▶ Records from a dataset
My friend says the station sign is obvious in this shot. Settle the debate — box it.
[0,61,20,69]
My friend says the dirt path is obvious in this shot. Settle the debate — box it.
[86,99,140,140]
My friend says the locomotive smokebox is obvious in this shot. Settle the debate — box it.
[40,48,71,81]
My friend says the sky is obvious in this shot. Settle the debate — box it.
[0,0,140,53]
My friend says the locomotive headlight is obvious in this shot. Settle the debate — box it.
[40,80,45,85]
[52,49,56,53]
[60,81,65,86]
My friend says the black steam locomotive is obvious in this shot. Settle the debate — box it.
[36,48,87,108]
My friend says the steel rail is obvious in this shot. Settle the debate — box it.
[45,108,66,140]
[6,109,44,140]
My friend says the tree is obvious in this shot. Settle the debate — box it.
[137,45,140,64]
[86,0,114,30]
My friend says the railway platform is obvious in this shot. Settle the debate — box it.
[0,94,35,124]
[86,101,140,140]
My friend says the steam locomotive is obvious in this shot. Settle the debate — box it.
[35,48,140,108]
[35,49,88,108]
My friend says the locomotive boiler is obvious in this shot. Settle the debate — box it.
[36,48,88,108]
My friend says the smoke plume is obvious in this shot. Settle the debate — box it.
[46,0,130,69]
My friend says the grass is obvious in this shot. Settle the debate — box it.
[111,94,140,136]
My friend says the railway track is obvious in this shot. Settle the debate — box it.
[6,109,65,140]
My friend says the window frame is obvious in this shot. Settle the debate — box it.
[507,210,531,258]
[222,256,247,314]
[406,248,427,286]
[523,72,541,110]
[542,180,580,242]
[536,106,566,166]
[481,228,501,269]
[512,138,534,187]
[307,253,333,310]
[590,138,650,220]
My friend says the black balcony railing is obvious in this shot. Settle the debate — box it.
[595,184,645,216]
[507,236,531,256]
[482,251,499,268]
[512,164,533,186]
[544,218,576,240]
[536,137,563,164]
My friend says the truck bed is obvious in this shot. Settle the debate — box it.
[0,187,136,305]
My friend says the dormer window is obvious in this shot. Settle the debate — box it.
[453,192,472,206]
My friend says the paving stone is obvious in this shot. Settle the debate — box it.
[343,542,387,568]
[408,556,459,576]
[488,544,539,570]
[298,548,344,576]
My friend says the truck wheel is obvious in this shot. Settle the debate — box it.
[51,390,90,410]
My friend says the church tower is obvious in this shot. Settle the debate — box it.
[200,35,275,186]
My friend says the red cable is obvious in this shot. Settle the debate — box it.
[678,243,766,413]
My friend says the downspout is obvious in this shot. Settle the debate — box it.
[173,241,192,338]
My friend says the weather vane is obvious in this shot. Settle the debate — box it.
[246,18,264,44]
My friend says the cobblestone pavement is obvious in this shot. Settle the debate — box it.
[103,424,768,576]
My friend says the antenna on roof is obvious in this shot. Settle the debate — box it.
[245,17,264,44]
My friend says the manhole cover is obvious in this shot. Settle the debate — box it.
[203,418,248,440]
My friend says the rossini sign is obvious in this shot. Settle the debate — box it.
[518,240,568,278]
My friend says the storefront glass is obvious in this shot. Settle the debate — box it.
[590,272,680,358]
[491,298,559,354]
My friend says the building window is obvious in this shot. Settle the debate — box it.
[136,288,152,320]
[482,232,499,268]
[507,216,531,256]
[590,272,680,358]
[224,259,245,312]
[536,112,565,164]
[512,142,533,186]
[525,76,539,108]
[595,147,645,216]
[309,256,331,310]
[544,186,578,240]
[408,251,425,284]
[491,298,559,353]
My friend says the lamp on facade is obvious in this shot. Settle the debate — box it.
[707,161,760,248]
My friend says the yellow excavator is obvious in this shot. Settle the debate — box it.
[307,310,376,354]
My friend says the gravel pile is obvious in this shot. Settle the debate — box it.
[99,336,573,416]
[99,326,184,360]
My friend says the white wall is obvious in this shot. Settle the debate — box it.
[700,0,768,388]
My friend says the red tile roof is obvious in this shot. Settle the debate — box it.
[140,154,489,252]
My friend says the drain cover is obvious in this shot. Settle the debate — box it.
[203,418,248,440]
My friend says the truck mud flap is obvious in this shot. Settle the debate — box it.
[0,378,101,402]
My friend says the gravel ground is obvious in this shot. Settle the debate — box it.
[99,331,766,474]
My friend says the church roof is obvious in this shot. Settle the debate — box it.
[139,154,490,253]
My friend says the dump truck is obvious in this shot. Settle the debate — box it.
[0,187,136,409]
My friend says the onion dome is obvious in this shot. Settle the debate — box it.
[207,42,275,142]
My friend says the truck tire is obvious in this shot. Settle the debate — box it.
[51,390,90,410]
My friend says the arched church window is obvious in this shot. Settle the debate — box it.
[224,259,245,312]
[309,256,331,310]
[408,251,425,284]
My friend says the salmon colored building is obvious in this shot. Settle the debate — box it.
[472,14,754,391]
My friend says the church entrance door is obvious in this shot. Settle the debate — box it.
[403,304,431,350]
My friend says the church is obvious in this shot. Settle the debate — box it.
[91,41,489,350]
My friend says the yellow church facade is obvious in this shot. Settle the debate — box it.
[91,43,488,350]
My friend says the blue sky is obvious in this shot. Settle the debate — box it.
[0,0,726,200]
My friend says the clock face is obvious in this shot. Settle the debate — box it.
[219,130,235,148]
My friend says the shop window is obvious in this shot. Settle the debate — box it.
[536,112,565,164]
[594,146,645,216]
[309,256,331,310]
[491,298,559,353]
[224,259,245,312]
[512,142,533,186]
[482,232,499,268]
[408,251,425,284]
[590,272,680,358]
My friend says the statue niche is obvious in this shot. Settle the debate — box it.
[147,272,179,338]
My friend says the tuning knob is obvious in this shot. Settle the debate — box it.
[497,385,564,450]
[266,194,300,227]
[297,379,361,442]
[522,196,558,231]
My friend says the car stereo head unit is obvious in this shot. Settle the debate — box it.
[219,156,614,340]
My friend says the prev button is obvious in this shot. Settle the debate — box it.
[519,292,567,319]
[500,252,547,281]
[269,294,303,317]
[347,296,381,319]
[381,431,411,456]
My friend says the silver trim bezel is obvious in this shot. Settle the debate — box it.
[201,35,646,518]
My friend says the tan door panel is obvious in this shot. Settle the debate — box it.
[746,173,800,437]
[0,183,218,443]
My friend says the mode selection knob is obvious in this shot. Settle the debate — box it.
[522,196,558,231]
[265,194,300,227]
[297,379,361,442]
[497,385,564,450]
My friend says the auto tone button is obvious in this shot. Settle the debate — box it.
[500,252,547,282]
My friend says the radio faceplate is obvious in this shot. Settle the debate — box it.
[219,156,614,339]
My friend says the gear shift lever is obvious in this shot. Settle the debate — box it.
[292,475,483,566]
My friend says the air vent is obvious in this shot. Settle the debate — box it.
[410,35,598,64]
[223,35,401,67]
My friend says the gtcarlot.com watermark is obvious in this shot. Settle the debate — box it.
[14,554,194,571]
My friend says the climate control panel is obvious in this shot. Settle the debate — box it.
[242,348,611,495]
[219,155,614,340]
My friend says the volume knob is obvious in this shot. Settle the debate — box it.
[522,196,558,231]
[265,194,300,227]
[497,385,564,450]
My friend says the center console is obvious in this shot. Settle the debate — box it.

▶ What to produce
Copy the entire listing above word for word, leaving nothing out.

▶ Response for this exercise
My friend says the station sign is obvious in this shot. Settle the debate — box it.
[0,61,20,69]
My friend says the dirt path is obvious in this shot. Settle the debate — box it.
[86,99,140,140]
My friend says the locomotive smokebox is obvious in this shot. Settle the debate — box it.
[40,48,71,81]
My friend says the sky is obvious in this shot. Settle the debate — box it.
[0,0,140,53]
My friend says the locomotive headlight is obvious in this shot. Settle the debate — box it.
[40,80,45,85]
[52,49,56,53]
[60,81,65,86]
My friend says the black steam locomotive is obvious in this shot. Settle the debate — box it.
[36,48,87,108]
My friend says the steel rail is obvious in this shot. Settle the debate — box it.
[45,108,66,140]
[6,109,44,140]
My friend says the tree is obvious in this shot. Settle the debate — box it.
[137,45,140,64]
[86,0,114,30]
My friend says the railway platform is obvious in this shot. Settle the debate — box it.
[0,94,35,124]
[86,101,140,140]
My friend says the steam locomotive is obvious in this shot. Settle the debate — box it.
[35,48,140,108]
[35,49,88,108]
My friend says the locomotive boiler is obvious in this shot. Settle the debate — box it.
[36,48,88,108]
My friend says the smoke plume is obvious in this shot. Settle the debate — box it.
[46,0,130,69]
My friend says the grass is obvious in this shot. Settle the debate — box it.
[111,94,140,136]
My friend says the railway track is obvious in this shot. Settle the debate — box it.
[6,109,65,140]
My friend says the window frame is obvious in this shot. Settle the debate — box it.
[507,210,531,258]
[222,256,247,314]
[406,248,427,286]
[523,72,541,110]
[542,180,580,242]
[536,106,566,166]
[481,228,501,269]
[512,138,534,187]
[307,253,333,310]
[590,138,650,220]
My friend says the black balcony railing is obvious in this shot. Settle the debate — box it.
[595,184,645,216]
[507,236,531,256]
[482,251,499,268]
[512,164,533,186]
[544,218,576,240]
[536,137,563,164]
My friend says the truck bed is obvious in this shot. Settle the debate — box it.
[0,187,136,305]
My friend says the dormer window is obvious in this shot. Settle the debate — box it.
[453,192,472,206]
My friend says the paving stone is obvious in this shot. Settle the debate — box it.
[343,542,387,568]
[408,556,459,576]
[488,544,539,570]
[298,548,344,576]
My friend says the truck wheel is obvious in this shot. Settle the debate — box it.
[51,390,90,410]
My friend says the church tower is obvious in this shot. Settle the debate — box it.
[200,35,275,186]
My friend says the red cable is obvious in this shot. Settle the debate — box it.
[678,243,766,413]
My friend says the downspout is obvious in this shot. Settle the debate — box it.
[173,241,192,338]
My friend says the weather vane is obvious in this shot. Settle the debate — box it.
[246,18,264,44]
My friend says the cobblestone pavement is obvious in this shot. Settle the debate — box it.
[103,424,768,576]
My friend says the antenna on roof is obvious in this shot. Settle the debate — box it.
[245,17,264,44]
My friend says the manhole cover is obvious in this shot. Settle the debate — box it.
[203,418,248,440]
My friend says the rossini sign is obvious in this shot. Settle the debate — box it.
[518,240,568,278]
My friend says the storefront glass is obvious in this shot. Settle the debate — box it.
[590,272,680,358]
[491,298,559,354]
My friend says the building window is obvious in this shot. Settle the debate — box it.
[136,288,152,320]
[482,232,499,268]
[507,216,531,256]
[590,272,680,358]
[224,259,245,312]
[536,112,565,164]
[512,142,533,186]
[525,76,539,108]
[595,147,645,216]
[309,256,331,310]
[544,186,578,240]
[408,251,425,284]
[491,298,559,353]
My friend says the lamp on facade is obvious in this shot. Settle the debate — box it.
[707,161,760,248]
My friend says the yellow excavator is obvious in this shot. Settle the debate — box it.
[307,310,376,354]
My friend says the gravel pile is obvious in this shot. Settle the debate — box it.
[99,336,573,416]
[99,326,184,360]
My friend says the white wall is obvious in this shot. Settle the debate — box it.
[700,0,768,388]
My friend says the red tile roof is obvious in this shot. Settle the debate — box it.
[140,154,489,252]
My friend says the drain cover is obvious in this shot. Settle the debate — box it.
[203,418,248,440]
My friend says the truck mud flap is obvious in this shot. Settle the debate — box it.
[0,378,101,402]
My friend says the gravel ground is obvious in this shot. Settle the debate — box it.
[99,331,766,474]
My friend says the church roof is obvious in this shot. Settle the debate — box it.
[139,154,490,253]
My friend says the dump truck is obvious in this shot. Settle the debate — box it.
[0,187,136,409]
My friend says the onion dome is obvious in this shot. Settle the debate — box it.
[207,42,275,142]
My friend says the truck tire is obvious in this shot. Settle the debate — box it.
[51,390,90,410]
My friend says the arched church window is obvious in this shot. Settle the debate — box it.
[224,259,245,312]
[309,256,331,310]
[408,251,425,284]
My friend says the salmon colored building is obvious in this shot. Settle the debate — box it.
[472,14,754,391]
My friend says the church entrance door is obvious in this shot. Settle the debate — box it.
[403,304,431,350]
My friend says the church is obvious in this shot. Settle the debate — box it.
[91,41,489,350]
My friend says the yellow church facade is obvious in this shot. Settle the debate — box it.
[91,43,488,350]
My friend says the blue sky is obvious in this shot. Settle the debate — box it.
[0,0,726,200]
My friend says the clock face is obvious in this shot. Settle the debate — box it.
[219,130,235,148]
My friend says the shop window is obvious in this shot. Settle the debate — box it.
[536,112,565,164]
[594,146,645,216]
[309,256,331,310]
[491,298,559,353]
[224,259,245,312]
[512,142,533,186]
[482,232,499,268]
[408,251,425,284]
[590,272,680,358]
My friend says the statue niche is obvious in this shot. Settle the debate — box it.
[147,272,179,338]
My friend says the tuning knob is obvious in this shot. Settle the debate — box it.
[497,385,564,450]
[266,194,300,227]
[297,379,361,442]
[522,196,558,231]
My friend says the car stereo head unit is obvious in this shot. Settle the debate — box it.
[219,156,614,340]
My friend says the prev button is obvious in this shot. Settle the debate — box it.
[519,292,567,319]
[500,252,547,281]
[269,294,303,317]
[347,296,381,319]
[381,431,411,456]
My friend says the silver trim bezel is obvious in this shot. Settle the debate — box it.
[201,35,646,518]
My friend says the tan door panel is obvious in this shot. Settle the debate — box it.
[746,173,800,437]
[0,183,218,443]
My friend says the mode selection knob is obvious in this shot. Settle the debate — box it.
[522,196,558,231]
[265,194,300,227]
[297,379,361,442]
[497,385,564,450]
My friend says the auto tone button is obvious in this shot. Settle the debate — box it.
[500,252,547,282]
My friend says the radio faceplate is obvious in this shot. Settle the debate — box it.
[219,156,614,339]
My friend says the gear shift lever is obvious in this shot. Settle the debate — box it.
[292,475,483,566]
My friend says the air vent is obvious in this shot. Settle the debate — box it.
[410,35,598,64]
[223,35,401,67]
My friend says the gtcarlot.com watermark is obvious in this shot. Settle the debate — box it.
[14,554,194,571]
My friend says the climate control panel is obvious in this shot. Settle the debate — box it.
[242,348,611,495]
[219,155,614,340]
My friend says the volume knob is obvious in this shot. Settle the debate — box it.
[522,196,558,231]
[265,194,300,227]
[497,385,564,450]
My friend says the center console is obvious in this shot. Settle the debate — box it.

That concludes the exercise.